Rows from a point labeling set:
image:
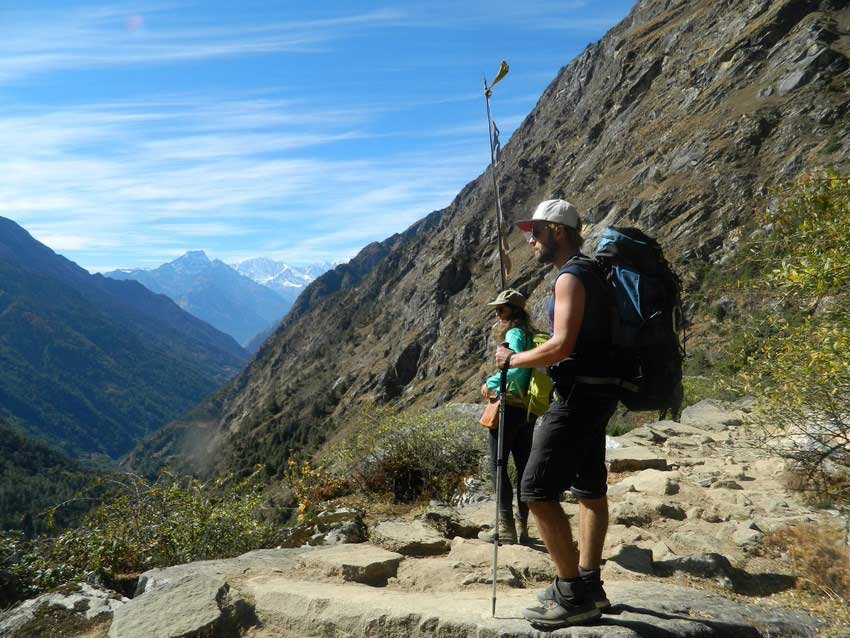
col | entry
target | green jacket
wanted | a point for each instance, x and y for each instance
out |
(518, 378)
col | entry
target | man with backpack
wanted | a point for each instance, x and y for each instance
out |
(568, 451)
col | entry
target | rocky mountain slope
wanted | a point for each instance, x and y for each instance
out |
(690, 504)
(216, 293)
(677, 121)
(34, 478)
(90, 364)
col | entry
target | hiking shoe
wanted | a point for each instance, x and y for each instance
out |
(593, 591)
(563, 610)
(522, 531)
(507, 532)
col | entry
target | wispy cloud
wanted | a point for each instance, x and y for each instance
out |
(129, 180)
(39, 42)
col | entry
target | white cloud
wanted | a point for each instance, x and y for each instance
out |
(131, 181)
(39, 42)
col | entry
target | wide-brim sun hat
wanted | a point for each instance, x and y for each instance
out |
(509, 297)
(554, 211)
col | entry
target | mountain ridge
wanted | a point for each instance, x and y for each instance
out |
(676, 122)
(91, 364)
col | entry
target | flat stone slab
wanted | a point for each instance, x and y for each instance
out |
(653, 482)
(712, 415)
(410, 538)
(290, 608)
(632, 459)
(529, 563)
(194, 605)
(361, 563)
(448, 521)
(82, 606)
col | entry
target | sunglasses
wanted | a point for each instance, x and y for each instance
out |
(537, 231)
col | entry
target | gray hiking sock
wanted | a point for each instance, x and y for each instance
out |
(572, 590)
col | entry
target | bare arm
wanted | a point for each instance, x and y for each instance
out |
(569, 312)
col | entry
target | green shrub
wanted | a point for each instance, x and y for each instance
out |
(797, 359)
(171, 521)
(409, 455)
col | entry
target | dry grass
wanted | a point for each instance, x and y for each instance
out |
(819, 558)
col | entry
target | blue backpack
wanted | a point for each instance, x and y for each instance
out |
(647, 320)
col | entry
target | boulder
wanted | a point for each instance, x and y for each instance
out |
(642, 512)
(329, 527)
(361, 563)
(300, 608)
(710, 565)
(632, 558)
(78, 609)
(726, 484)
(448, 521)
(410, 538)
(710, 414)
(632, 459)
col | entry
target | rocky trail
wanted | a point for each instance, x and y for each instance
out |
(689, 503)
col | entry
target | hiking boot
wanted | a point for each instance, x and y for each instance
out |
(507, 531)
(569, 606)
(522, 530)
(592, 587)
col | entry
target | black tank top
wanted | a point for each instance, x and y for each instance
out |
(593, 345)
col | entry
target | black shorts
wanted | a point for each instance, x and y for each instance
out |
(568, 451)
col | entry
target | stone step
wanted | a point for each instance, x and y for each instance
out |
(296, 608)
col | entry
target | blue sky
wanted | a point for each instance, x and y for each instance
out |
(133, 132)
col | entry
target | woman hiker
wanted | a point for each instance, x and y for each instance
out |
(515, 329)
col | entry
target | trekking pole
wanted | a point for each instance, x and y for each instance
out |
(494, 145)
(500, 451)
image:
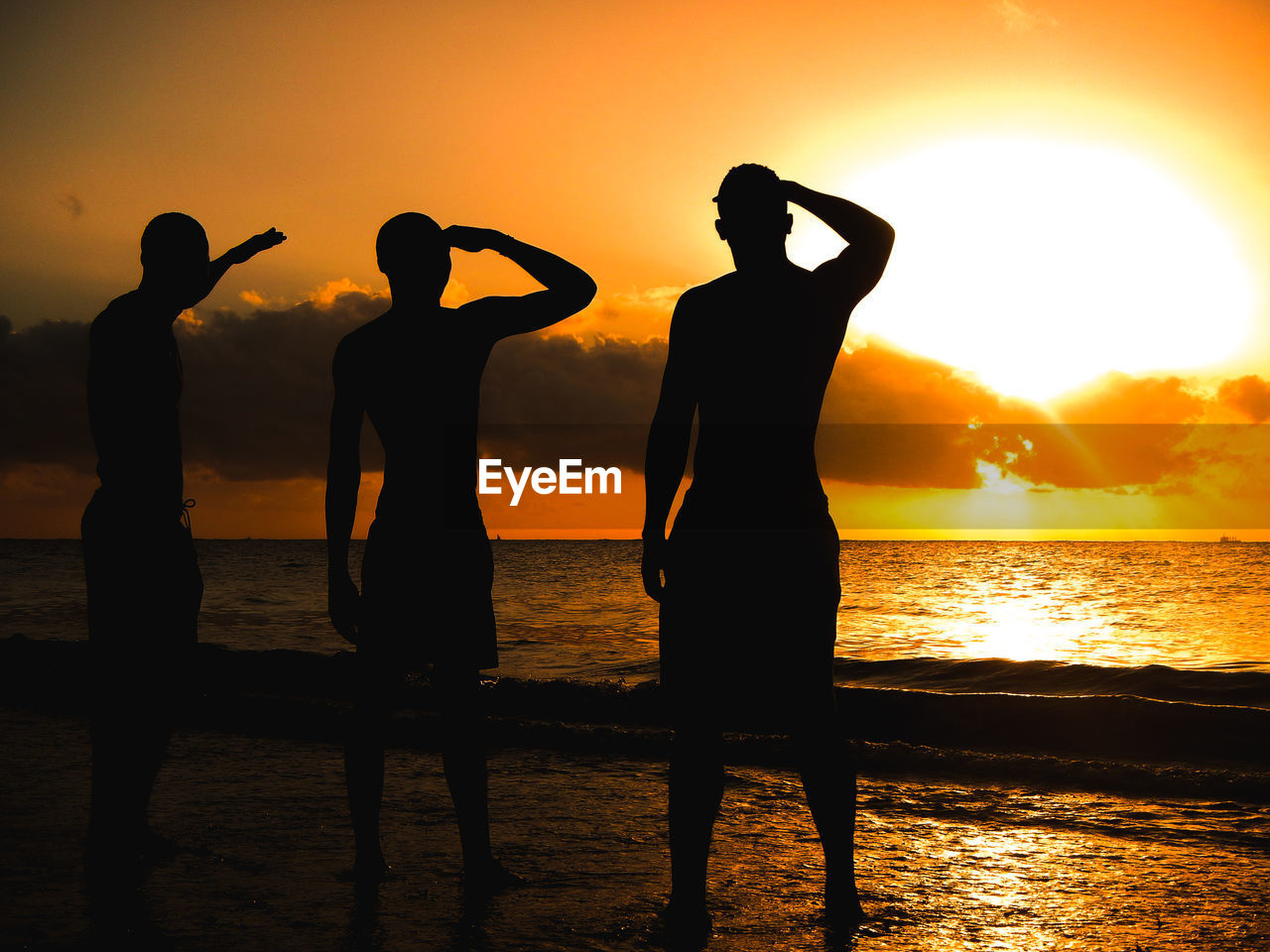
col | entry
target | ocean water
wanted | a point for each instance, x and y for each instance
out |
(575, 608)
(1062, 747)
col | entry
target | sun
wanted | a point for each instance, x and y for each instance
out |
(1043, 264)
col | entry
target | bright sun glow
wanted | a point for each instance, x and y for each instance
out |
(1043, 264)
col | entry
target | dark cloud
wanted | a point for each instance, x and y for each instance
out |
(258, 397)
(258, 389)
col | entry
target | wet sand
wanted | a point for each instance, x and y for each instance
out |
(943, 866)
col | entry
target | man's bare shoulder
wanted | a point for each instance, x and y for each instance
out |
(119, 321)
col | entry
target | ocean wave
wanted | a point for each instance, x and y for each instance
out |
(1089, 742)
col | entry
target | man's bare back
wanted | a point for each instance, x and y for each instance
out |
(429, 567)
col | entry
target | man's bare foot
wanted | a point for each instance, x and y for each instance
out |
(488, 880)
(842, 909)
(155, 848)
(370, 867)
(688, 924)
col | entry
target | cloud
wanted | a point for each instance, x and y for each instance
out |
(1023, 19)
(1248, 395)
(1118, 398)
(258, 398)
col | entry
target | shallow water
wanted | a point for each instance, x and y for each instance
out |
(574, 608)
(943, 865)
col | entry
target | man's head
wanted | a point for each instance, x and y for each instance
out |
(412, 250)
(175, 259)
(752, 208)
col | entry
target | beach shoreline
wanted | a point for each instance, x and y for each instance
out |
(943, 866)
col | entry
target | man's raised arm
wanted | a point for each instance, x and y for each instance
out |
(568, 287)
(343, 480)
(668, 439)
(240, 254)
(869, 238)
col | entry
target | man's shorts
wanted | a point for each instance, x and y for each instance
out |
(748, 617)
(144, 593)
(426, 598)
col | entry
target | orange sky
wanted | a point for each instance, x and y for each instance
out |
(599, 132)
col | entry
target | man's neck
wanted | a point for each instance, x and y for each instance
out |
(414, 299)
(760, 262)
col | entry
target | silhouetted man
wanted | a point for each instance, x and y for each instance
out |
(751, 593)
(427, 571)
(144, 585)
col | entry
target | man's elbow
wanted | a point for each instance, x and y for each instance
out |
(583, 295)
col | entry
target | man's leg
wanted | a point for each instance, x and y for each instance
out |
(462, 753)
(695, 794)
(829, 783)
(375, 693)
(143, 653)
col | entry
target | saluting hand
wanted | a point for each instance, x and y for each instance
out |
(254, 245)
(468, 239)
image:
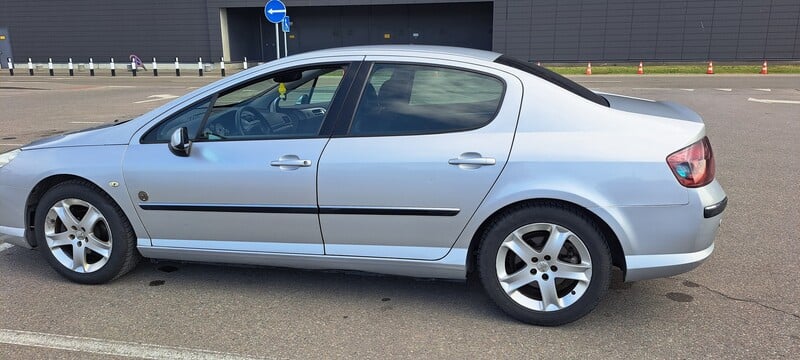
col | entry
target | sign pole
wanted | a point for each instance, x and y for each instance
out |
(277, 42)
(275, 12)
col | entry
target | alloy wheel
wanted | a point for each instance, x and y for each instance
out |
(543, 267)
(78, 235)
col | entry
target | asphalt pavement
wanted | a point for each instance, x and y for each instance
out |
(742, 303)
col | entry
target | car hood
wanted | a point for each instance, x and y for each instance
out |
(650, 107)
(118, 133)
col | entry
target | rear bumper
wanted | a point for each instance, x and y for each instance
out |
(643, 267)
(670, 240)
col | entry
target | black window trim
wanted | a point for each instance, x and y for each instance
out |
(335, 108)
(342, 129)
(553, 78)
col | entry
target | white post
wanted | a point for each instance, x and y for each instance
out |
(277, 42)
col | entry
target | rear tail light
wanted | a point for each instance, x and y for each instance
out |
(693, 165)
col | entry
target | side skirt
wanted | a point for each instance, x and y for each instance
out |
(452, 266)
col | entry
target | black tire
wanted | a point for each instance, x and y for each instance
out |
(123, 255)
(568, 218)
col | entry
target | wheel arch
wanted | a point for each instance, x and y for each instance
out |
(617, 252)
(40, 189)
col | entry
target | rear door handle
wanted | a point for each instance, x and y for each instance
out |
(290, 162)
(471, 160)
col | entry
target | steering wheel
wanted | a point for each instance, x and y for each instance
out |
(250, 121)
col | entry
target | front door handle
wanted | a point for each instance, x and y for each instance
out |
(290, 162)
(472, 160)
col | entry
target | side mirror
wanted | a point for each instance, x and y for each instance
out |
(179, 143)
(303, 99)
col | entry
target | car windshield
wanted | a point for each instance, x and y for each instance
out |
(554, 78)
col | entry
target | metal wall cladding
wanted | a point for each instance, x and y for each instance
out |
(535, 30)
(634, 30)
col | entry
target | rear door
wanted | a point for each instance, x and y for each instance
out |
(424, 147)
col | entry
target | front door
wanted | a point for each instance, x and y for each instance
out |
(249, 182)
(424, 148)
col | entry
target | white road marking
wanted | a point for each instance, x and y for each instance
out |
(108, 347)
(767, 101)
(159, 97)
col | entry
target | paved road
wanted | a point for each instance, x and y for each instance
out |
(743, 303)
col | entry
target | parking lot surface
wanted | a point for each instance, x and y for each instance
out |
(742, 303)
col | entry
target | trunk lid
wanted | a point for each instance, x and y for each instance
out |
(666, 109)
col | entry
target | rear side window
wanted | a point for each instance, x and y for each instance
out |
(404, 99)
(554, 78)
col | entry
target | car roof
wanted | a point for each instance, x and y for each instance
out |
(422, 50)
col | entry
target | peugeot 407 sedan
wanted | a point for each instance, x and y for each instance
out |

- _Set exercise_:
Pick out every line in the rows above that contains the word "pole", and copy each one. Case counts.

- _Task result_:
target | trekking pole
target | sign pole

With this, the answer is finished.